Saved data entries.
——
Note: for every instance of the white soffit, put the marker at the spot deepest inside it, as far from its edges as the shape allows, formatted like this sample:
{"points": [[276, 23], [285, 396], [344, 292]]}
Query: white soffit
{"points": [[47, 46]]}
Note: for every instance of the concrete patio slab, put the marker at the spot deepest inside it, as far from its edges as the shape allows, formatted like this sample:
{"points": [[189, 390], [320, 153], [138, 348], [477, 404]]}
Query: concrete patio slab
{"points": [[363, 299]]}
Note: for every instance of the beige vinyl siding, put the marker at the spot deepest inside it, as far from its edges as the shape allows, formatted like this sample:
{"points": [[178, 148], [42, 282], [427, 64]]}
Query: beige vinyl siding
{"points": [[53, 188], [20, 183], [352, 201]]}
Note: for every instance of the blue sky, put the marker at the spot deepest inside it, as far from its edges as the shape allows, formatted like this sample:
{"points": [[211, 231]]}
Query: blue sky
——
EXERCISE DIRECTIONS. Look through the data above. Copy every line with the string "marker" in it.

OUTPUT.
Note: for every instance of the white soffit, put the marker at the spot deepest inside it, as far from its edges as the shape allows, formatted like this sample:
Note: for every instance of the concrete patio slab, put the marker at the spot deepest inside it, as far from its edges as the shape allows, formatted like this sample:
Note: for every instance of the beige vinyl siding, put the marker at the spot deepest inside it, as far from its edges as the shape allows, formatted like this sample:
Note: for every instance of the blue sky, put the marker at the spot deepest inside it, as far from its edges as the shape allows, formatted like this sample:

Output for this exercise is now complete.